Kun je alle regels van de regel met "obj=young woman sitting | src=image_below" tot en met de regel met "684,0 -> 959,301" volledig opnieuw weergeven en daarbij 96 optellen bij elke coördinaat in de antwoorden?

:: GETOONDE GEGEVENS

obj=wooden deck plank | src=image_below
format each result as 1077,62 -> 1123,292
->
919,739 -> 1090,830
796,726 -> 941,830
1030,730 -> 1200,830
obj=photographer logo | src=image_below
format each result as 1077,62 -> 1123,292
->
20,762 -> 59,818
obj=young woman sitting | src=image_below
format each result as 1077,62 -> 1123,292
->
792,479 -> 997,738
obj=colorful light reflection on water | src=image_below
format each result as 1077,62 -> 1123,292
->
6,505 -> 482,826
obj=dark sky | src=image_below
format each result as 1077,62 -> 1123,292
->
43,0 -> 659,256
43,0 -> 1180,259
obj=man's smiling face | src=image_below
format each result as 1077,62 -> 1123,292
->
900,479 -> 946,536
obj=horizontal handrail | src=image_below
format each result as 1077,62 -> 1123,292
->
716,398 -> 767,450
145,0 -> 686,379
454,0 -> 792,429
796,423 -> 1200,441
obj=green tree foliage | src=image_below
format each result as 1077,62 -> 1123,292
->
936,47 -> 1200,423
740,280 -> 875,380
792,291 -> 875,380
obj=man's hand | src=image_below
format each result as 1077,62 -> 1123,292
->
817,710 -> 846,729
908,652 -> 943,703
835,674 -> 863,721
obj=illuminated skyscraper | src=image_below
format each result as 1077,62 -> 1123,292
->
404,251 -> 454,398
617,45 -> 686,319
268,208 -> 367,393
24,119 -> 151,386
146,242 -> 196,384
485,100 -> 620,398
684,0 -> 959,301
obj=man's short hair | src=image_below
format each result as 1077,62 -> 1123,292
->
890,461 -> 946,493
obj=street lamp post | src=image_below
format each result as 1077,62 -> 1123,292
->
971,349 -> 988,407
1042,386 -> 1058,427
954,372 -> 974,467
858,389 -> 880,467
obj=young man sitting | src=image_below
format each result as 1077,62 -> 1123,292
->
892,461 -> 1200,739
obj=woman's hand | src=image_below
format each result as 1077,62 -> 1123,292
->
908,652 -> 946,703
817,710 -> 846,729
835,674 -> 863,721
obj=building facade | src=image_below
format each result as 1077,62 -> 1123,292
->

::::

▶ _UITGEWERKTE OPGAVE_
obj=young woman sitting | src=image_below
format each result as 1077,62 -> 1123,292
->
888,575 -> 1093,834
obj=colorful light reflection on water | src=image_below
format each result as 1077,62 -> 1123,292
->
102,601 -> 578,922
obj=dark sky | src=image_below
format each result as 1077,62 -> 1123,292
->
139,96 -> 755,352
139,96 -> 1276,355
obj=man's smiling face | src=image_below
format each result as 1077,62 -> 1123,292
->
996,575 -> 1042,632
obj=horizontal handrail | src=image_below
format each result as 1077,62 -> 1123,292
->
812,494 -> 863,546
241,96 -> 782,475
550,96 -> 888,525
892,519 -> 1296,537
obj=green tree foliage | src=image_below
format each result as 1077,62 -> 1123,292
->
1032,143 -> 1296,519
836,376 -> 971,476
888,387 -> 971,476
obj=man's hand | src=image_below
format each result as 1077,62 -> 1123,292
->
913,806 -> 942,825
1004,748 -> 1039,799
931,770 -> 959,817
obj=illuminated skyscraper | src=image_below
format each result as 1077,62 -> 1123,292
->
500,347 -> 550,494
713,141 -> 782,415
364,304 -> 463,489
120,215 -> 247,482
242,338 -> 292,480
581,196 -> 716,494
780,96 -> 1055,397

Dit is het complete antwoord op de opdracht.